• _WRITTEN TASK_
Pull out every line of the records below that contains the word "gray", and copy each one in full. Case counts.

• _RECORDS_
○ ○ ○ ○ ○

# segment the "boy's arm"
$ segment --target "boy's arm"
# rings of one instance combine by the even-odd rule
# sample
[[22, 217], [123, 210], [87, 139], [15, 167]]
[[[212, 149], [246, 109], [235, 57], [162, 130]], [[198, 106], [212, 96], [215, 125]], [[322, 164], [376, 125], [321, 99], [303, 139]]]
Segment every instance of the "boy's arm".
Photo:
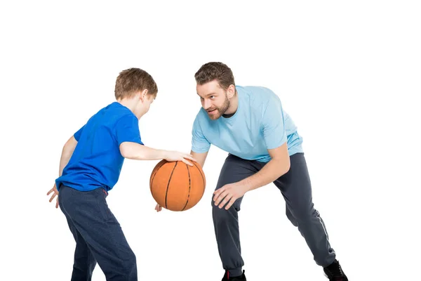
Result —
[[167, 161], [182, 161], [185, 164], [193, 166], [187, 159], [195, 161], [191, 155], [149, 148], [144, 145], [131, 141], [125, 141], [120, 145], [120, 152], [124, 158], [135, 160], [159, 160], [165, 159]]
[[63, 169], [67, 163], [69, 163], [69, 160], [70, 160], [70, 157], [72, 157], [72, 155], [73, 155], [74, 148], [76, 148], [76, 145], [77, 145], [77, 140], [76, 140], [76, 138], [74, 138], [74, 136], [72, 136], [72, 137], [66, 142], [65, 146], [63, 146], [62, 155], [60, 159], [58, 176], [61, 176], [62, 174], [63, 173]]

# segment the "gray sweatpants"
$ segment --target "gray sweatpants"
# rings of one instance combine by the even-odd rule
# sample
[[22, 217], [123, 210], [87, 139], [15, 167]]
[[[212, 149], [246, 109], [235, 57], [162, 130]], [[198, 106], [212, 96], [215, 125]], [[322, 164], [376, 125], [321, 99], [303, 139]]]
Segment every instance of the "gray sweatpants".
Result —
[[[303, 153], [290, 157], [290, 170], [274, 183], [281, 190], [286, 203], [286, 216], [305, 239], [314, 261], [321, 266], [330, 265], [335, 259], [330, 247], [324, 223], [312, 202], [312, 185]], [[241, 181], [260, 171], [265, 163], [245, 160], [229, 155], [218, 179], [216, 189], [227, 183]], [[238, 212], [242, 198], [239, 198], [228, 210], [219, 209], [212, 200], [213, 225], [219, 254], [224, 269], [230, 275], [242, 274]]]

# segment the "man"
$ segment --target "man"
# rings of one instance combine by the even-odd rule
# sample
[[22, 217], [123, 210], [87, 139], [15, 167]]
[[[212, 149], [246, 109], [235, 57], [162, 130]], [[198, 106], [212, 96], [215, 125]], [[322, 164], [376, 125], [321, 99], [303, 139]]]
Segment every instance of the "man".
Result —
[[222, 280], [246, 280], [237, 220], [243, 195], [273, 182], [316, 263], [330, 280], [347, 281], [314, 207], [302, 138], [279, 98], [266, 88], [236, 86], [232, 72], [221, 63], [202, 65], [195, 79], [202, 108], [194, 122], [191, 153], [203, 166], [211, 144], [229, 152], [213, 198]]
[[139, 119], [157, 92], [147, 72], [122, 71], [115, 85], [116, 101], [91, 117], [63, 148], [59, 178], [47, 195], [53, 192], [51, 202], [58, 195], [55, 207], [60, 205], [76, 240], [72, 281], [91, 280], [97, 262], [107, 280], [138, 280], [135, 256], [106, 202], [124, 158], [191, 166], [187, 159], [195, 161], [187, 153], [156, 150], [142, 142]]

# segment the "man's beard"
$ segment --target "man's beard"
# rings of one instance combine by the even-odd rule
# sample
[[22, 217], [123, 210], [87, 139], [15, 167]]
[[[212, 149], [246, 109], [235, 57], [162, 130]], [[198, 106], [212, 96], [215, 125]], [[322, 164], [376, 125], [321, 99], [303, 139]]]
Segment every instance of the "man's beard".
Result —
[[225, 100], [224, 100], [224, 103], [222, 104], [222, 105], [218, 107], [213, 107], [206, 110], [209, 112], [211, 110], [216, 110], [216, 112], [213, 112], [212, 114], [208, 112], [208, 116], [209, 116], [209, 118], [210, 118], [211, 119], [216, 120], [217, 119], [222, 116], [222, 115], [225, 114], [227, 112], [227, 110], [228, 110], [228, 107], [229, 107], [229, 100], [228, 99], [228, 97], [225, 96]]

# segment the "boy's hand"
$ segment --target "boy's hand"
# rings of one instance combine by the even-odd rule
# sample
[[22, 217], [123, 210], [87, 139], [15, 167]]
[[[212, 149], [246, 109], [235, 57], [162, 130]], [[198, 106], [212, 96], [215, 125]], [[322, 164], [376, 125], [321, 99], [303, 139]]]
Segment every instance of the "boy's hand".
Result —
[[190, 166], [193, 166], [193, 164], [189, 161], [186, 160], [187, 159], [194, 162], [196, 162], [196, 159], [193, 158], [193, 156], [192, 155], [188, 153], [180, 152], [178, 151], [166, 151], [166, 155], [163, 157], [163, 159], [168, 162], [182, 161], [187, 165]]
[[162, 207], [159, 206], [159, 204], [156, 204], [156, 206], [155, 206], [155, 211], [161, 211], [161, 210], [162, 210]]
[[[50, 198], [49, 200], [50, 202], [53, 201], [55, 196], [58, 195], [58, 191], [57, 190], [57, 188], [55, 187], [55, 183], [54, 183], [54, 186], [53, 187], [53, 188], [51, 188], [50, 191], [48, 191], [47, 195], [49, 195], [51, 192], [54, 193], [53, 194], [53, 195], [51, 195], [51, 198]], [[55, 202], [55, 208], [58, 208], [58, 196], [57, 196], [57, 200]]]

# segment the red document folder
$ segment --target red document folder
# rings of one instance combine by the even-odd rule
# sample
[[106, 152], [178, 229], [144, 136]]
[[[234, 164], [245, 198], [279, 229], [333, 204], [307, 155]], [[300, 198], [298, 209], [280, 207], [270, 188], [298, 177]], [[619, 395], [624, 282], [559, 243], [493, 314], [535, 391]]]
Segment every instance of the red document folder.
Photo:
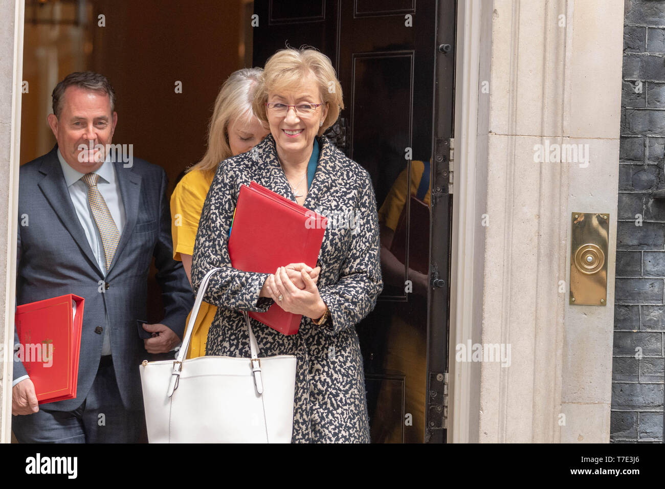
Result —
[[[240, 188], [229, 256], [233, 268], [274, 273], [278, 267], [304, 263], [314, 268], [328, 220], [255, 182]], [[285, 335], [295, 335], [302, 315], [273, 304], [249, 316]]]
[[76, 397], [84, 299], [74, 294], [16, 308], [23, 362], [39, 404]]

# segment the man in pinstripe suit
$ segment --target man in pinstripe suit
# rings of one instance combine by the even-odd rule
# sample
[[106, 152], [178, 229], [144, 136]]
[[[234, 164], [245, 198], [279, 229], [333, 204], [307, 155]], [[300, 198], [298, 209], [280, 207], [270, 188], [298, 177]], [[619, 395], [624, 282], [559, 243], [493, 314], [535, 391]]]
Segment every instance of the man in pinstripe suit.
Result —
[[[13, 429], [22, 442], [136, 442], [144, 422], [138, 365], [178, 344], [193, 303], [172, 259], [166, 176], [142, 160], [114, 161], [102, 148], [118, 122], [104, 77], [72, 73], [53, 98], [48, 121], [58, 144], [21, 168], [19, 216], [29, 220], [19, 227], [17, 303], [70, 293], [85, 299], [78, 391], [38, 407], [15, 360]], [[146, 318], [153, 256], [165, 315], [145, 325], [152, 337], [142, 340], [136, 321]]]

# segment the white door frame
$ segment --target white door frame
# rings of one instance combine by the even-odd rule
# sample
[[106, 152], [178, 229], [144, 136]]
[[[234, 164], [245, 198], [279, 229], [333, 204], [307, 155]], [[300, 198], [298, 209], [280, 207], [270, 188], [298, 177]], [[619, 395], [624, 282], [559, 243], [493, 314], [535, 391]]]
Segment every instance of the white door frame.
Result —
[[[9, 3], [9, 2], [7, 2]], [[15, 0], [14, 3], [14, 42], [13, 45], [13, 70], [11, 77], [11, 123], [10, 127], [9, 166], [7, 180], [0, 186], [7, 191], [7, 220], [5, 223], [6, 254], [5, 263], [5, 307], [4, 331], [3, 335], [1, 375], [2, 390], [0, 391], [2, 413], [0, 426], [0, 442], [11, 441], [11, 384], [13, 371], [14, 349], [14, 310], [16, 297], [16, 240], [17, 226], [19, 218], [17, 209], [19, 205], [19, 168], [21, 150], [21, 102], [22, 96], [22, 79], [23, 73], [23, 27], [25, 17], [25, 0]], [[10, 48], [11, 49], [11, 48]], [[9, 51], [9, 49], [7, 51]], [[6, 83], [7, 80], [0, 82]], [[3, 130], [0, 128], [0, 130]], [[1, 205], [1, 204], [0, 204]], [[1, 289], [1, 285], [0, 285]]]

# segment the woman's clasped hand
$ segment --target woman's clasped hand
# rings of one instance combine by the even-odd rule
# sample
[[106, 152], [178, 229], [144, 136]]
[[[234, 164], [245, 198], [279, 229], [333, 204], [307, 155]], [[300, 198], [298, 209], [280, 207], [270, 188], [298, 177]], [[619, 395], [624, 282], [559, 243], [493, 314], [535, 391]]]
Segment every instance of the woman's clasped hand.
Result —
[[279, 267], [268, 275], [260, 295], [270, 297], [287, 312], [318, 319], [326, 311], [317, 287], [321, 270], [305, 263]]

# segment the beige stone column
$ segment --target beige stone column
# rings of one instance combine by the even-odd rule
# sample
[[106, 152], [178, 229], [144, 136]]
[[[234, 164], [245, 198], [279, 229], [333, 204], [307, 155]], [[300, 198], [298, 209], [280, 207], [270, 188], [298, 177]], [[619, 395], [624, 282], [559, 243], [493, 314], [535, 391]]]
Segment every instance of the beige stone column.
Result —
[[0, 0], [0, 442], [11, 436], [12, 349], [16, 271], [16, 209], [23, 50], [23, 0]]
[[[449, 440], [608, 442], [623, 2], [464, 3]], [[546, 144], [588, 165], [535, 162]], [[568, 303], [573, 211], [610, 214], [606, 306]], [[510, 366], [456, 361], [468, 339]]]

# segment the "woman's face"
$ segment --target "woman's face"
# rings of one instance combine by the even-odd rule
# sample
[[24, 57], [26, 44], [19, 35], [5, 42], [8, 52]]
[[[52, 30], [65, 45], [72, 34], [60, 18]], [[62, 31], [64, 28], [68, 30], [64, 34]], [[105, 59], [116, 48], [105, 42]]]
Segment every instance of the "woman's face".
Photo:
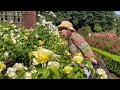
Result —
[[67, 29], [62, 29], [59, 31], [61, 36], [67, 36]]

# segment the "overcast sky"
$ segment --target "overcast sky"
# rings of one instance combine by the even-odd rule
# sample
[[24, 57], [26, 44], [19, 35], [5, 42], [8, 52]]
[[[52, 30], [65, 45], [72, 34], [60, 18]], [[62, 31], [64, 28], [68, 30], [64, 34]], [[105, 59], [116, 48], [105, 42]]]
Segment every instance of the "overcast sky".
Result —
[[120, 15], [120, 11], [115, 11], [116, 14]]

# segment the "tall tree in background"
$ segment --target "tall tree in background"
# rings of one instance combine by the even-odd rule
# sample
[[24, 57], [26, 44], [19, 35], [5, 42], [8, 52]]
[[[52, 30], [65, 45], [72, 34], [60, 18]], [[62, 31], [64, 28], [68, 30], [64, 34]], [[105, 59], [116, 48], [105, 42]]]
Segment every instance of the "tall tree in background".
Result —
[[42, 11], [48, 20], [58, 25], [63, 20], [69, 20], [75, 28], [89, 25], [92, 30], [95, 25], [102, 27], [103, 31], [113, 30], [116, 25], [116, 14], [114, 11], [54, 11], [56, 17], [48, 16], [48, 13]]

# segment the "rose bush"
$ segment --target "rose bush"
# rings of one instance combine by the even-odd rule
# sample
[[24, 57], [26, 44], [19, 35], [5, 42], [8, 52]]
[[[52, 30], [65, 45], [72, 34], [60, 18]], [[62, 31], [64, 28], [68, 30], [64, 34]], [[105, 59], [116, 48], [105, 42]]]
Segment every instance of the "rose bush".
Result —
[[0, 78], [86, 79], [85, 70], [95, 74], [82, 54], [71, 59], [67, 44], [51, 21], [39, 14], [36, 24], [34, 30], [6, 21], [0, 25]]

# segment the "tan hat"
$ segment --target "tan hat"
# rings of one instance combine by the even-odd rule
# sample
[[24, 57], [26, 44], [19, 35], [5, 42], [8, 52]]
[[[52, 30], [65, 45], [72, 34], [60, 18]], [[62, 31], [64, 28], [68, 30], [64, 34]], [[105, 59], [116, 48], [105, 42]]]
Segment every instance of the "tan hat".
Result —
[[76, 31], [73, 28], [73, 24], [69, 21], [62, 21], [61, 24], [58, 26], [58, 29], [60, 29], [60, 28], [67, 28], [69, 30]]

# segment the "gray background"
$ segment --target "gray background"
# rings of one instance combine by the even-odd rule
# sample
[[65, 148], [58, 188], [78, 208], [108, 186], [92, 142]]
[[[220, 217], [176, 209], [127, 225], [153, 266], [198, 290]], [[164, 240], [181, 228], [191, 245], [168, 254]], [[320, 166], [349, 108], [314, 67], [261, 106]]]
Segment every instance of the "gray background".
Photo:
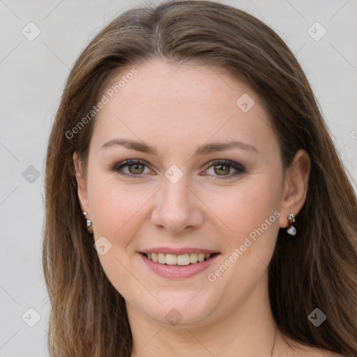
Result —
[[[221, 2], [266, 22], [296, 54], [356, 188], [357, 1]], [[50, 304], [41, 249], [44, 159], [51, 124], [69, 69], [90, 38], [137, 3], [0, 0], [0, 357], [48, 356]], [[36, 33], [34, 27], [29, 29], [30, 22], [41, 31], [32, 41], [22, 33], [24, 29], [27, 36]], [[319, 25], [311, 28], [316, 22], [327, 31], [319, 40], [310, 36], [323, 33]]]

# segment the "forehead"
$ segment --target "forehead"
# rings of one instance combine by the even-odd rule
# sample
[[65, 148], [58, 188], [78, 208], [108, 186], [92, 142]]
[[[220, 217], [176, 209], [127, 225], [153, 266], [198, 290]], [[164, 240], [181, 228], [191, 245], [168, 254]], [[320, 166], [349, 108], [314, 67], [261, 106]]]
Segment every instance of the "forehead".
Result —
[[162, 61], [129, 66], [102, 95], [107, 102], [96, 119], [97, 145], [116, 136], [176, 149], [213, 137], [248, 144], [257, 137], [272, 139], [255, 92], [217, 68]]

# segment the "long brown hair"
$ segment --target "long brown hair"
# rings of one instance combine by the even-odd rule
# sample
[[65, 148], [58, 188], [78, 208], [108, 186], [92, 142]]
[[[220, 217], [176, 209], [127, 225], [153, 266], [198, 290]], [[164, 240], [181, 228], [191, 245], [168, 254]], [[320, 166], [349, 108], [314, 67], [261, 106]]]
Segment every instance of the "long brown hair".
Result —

○ ○ ○ ○ ○

• _EXERCISE OUTPUT_
# segment the "gray sweatpants"
$ segment --target "gray sweatpants"
Segment every instance of the "gray sweatpants".
# segment the "gray background"
$ segment --target "gray background"
Segment every instance of the "gray background".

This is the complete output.